Written exercise
Locate each line in the rows below that contains the word "tree", and copy those lines out in full. Case matters.

□ □ □ □

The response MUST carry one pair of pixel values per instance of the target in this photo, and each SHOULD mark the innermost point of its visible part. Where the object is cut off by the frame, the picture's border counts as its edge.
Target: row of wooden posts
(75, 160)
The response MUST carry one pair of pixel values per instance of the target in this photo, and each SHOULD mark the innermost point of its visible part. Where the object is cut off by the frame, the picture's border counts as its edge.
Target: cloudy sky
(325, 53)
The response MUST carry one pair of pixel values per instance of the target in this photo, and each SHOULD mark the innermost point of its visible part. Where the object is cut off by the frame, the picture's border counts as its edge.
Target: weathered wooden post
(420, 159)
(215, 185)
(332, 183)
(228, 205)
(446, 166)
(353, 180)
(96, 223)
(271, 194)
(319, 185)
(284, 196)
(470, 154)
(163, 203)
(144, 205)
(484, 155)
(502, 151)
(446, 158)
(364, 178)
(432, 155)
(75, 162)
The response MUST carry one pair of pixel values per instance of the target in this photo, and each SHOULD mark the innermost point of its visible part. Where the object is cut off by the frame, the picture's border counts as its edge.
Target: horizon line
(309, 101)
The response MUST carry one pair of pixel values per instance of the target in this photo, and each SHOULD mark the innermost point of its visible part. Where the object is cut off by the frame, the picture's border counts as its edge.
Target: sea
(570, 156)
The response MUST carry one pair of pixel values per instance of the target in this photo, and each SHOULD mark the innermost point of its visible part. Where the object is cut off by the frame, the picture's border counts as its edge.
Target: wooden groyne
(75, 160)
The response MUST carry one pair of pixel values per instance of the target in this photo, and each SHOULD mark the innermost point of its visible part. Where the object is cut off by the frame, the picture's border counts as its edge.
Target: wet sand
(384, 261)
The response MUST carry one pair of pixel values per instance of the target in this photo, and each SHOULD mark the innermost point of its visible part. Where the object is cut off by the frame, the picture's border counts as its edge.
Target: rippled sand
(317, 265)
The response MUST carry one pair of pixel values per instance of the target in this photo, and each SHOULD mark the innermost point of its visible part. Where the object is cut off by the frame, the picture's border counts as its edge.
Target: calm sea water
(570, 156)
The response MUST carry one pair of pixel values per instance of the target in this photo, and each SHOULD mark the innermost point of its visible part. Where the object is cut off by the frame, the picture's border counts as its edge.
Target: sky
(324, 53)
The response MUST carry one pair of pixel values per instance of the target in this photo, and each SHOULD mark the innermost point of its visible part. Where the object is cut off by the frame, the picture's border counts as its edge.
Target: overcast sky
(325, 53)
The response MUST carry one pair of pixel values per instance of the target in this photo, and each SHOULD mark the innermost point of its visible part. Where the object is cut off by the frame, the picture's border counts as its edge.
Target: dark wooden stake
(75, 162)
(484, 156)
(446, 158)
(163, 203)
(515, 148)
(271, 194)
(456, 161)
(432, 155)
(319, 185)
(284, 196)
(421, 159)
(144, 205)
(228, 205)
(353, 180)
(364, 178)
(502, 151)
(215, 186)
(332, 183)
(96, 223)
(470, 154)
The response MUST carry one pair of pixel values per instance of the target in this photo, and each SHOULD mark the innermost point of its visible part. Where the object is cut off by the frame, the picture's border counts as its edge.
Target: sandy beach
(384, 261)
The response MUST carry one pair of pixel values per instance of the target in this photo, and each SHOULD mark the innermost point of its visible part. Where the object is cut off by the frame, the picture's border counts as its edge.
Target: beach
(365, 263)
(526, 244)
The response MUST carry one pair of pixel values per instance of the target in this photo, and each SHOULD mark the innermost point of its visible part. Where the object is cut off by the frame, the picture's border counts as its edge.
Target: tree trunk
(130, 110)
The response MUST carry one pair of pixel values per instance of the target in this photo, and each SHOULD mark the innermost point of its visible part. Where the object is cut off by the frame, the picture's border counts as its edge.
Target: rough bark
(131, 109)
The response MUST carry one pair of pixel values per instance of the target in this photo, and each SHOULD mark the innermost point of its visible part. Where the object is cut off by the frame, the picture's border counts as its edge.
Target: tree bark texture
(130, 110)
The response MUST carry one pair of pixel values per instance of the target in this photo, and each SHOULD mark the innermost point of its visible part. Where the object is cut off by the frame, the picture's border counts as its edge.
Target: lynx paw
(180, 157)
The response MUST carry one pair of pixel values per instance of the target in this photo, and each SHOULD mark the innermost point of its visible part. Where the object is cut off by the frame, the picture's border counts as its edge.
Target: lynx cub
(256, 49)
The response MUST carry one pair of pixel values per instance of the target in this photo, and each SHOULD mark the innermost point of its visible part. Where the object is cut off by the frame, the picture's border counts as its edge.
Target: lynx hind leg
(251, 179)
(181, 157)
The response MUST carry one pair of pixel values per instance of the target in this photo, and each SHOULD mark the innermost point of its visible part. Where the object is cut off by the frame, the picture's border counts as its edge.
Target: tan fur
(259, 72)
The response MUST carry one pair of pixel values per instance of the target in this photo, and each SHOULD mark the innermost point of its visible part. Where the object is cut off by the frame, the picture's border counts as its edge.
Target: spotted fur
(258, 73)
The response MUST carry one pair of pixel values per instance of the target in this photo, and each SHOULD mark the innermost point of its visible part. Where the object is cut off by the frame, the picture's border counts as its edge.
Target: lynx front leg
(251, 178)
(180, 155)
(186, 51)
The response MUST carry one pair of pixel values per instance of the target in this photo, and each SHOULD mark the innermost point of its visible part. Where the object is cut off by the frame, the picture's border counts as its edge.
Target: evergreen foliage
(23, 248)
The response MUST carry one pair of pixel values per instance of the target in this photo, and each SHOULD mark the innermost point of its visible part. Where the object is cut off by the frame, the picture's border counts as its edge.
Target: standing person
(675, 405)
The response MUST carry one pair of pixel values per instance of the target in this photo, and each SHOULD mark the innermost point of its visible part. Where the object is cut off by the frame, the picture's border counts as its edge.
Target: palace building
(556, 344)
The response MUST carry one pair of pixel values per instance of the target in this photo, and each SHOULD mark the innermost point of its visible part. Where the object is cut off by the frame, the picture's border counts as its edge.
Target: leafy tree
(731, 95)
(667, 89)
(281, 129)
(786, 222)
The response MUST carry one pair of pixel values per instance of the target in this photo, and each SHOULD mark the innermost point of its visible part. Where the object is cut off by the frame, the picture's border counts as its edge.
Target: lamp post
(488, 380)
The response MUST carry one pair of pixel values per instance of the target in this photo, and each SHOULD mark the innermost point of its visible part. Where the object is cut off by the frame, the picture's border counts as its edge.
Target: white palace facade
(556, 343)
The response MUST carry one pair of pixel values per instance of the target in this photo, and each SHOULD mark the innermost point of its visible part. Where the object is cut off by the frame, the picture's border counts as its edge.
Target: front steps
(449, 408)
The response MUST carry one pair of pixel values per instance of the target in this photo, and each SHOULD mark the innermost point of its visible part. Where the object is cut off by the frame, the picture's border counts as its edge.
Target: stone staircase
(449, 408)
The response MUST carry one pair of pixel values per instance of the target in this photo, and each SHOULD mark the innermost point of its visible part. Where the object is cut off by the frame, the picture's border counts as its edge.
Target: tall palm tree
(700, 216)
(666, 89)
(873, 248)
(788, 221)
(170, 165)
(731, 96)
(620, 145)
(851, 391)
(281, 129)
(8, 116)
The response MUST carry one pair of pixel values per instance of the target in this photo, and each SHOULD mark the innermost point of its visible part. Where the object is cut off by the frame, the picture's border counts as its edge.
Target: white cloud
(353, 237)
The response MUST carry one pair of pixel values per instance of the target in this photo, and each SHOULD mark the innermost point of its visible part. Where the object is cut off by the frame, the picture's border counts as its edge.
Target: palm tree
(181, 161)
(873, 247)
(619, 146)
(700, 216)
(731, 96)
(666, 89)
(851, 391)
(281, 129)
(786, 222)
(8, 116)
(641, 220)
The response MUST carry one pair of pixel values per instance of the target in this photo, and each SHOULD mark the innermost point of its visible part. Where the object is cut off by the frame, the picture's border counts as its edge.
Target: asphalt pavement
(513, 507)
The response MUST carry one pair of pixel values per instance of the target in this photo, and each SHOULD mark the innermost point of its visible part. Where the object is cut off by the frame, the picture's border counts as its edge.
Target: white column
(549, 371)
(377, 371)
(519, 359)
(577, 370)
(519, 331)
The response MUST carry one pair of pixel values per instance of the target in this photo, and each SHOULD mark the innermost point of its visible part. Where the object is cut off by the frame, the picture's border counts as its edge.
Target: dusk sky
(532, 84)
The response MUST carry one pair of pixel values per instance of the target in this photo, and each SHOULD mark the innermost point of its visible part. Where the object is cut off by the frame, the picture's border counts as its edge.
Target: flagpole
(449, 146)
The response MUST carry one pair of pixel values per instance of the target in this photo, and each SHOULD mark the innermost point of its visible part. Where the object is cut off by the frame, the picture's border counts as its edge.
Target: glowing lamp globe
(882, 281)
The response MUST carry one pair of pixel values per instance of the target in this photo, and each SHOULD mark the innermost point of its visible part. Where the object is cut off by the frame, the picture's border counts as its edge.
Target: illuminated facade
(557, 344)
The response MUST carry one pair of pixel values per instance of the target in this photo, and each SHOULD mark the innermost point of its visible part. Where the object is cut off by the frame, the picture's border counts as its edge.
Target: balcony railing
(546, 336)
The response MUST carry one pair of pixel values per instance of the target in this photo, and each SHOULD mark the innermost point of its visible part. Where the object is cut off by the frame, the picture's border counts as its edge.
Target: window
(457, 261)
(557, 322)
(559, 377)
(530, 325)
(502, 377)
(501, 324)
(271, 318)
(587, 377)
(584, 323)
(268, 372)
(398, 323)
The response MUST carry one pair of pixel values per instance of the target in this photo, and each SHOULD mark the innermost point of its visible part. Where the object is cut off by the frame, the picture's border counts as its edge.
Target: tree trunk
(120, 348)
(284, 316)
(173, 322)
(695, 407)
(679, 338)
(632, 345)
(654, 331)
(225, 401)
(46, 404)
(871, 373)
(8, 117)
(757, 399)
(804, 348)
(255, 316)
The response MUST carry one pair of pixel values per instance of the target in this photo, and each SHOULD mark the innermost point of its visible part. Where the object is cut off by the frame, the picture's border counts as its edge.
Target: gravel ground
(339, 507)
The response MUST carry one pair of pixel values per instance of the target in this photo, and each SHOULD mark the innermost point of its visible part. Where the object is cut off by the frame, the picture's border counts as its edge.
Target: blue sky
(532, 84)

□ □ □ □

Right answer
Target: tree trunk
Target: tree bark texture
Target: leafy tree
Target: tall palm tree
Target: palm tree
Target: tree trunk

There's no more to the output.